- **WHAT THE TASK ASKS**: Find every line in the items below that contains the word "woman" and copy each of those lines.

- **SOURCE MATERIAL**:
/---

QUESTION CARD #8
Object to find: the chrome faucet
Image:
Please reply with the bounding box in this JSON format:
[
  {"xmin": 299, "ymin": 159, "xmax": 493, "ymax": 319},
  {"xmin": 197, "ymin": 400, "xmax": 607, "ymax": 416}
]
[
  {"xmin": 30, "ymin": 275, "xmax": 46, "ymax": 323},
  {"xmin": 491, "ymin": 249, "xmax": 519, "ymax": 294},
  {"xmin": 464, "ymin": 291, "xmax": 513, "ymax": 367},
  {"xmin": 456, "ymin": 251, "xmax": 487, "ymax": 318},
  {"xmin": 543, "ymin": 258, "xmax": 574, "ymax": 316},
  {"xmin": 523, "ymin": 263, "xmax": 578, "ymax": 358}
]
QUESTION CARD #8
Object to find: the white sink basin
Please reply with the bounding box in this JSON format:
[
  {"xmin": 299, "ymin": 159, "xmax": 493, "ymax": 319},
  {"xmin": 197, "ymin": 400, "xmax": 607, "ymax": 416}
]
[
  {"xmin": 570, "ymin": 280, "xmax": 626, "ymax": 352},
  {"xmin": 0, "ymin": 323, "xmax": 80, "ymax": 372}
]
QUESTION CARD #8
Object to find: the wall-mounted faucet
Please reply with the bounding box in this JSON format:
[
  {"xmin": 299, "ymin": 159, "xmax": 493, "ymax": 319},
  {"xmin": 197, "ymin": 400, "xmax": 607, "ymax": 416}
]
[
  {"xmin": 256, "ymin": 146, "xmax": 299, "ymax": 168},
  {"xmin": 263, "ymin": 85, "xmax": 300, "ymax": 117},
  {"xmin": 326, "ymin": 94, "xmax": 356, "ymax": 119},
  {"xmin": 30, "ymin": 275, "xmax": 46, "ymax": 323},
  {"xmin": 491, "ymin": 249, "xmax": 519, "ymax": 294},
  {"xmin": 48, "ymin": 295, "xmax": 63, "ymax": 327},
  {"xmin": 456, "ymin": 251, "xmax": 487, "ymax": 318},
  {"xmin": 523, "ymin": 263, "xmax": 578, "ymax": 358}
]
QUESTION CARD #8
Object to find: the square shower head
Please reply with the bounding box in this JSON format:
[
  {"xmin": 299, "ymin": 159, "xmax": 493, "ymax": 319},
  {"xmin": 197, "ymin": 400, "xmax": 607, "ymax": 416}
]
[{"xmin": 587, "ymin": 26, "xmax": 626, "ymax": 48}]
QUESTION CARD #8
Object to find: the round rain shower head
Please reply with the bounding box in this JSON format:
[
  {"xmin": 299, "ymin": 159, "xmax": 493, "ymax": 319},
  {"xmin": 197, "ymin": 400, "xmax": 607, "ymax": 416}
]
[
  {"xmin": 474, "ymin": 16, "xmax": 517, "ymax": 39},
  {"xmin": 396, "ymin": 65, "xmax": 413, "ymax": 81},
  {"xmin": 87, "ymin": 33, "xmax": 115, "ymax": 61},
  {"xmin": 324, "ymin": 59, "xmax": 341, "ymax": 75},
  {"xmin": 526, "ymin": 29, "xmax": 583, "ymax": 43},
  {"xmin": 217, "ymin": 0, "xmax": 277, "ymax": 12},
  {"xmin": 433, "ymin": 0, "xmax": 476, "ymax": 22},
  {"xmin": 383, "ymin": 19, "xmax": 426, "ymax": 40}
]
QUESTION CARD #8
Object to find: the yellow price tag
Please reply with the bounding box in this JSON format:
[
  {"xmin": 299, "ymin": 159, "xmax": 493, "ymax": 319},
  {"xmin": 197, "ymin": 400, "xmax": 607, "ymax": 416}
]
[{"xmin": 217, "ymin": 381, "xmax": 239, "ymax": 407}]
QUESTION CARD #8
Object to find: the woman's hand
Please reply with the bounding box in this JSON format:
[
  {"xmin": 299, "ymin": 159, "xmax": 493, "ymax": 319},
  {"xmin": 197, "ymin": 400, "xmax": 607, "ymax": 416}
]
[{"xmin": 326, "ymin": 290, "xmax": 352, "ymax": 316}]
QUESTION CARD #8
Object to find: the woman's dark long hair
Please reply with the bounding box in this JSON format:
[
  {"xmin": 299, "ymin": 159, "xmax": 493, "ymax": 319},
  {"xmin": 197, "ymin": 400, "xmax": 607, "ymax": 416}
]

\---

- **OUTPUT OF THE TASK**:
Object to find: the woman's hand
Object to find: the woman's dark long hair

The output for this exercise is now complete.